Texte fourni =
***

Enfin, outre quelques modifications rédactionnelles, le délai d'entrée en vigueur du dispositif a été porté de trois mois à six mois.
De fait, cette version maintient l'essentiel des apports du Sénat en première lecture.
En premier lieu, l'institution d'un plafonnement à 1 % du montant total des soldes des comptes et de la valorisation des produits d'épargne pour les cas non couverts par la gratuité a été préservée. C'était un point de divergence importante avec la rapporteure de l'Assemblée nationale, qui craignait une application systématique de ce pourcentage de 1 %, alors que le dispositif vise surtout le pouvoir réglementaire, lequel doit fixer le barème par décret. Nous avons réussi à la convaincre qu'il s'agissait bien évidemment d'un maximum, comme je l'avais souligné en première lecture. Il n'est nullement question de prévoir que ce pourcentage s'applique à l'ensemble ou même à la majorité des successions non couvertes par la gratuité.

***

Informations fournies =
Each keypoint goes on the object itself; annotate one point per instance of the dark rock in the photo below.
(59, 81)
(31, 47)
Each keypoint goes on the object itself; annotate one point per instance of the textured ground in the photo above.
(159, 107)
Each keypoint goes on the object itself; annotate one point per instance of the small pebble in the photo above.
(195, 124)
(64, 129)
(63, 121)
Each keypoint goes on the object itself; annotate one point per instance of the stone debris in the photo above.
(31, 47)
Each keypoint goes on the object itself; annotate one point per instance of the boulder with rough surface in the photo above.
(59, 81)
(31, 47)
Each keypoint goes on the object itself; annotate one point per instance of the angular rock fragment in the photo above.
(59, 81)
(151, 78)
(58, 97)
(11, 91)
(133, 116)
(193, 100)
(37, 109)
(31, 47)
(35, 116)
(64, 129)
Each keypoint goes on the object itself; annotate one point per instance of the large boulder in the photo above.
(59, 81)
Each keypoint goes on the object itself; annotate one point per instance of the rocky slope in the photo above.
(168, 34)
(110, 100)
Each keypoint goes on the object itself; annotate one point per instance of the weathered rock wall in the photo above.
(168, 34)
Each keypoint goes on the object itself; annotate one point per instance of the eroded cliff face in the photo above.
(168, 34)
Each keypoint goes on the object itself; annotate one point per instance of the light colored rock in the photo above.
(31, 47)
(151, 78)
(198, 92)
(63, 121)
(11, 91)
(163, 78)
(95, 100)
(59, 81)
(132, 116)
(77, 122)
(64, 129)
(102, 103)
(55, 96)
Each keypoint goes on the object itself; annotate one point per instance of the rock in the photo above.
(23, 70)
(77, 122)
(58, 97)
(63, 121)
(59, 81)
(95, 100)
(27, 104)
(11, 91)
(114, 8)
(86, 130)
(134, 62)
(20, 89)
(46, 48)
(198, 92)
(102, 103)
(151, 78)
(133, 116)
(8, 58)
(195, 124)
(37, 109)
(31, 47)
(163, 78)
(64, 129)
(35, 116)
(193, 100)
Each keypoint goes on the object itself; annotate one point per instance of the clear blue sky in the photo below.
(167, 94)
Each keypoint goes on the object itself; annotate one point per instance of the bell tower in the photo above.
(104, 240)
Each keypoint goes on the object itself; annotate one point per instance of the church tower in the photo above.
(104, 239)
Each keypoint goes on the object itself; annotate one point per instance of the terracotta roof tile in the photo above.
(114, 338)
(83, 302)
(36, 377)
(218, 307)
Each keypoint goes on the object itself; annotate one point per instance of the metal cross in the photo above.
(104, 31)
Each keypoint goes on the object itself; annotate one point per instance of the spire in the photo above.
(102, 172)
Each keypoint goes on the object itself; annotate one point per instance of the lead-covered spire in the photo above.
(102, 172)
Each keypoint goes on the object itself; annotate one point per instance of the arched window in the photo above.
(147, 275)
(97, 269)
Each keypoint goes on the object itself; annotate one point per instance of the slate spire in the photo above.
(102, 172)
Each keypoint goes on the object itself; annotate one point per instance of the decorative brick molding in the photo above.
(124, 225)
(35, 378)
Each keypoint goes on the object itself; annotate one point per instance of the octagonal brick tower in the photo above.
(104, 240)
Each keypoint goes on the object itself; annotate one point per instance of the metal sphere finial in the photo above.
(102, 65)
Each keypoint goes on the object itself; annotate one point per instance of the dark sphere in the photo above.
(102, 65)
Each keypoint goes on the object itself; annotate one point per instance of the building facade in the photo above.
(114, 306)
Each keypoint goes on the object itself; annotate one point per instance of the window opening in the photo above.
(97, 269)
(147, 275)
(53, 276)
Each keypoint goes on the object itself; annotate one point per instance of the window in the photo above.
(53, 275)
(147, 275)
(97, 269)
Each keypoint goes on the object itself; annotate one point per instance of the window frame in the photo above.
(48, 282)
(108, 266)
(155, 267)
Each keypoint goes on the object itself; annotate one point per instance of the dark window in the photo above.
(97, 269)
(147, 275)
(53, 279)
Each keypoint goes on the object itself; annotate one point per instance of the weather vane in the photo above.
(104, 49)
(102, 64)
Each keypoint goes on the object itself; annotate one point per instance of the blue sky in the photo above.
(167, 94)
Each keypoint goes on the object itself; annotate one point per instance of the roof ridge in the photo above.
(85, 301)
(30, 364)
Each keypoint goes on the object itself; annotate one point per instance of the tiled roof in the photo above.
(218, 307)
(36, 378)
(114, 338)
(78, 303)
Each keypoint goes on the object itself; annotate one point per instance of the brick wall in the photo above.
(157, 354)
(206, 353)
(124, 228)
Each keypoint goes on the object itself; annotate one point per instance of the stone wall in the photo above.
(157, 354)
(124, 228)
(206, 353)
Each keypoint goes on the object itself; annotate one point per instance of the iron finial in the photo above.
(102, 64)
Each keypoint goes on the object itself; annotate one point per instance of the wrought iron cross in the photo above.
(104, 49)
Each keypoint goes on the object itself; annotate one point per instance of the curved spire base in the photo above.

***

Travail demandé = Extrayez du texte fourni, s'il vous plaît, le passage qui va de « En premier lieu, l'institution » jusqu'à « par la gratuité. » inclus, sans rien y changer.

Résultat de l'exercice =
En premier lieu, l'institution d'un plafonnement à 1 % du montant total des soldes des comptes et de la valorisation des produits d'épargne pour les cas non couverts par la gratuité a été préservée. C'était un point de divergence importante avec la rapporteure de l'Assemblée nationale, qui craignait une application systématique de ce pourcentage de 1 %, alors que le dispositif vise surtout le pouvoir réglementaire, lequel doit fixer le barème par décret. Nous avons réussi à la convaincre qu'il s'agissait bien évidemment d'un maximum, comme je l'avais souligné en première lecture. Il n'est nullement question de prévoir que ce pourcentage s'applique à l'ensemble ou même à la majorité des successions non couvertes par la gratuité.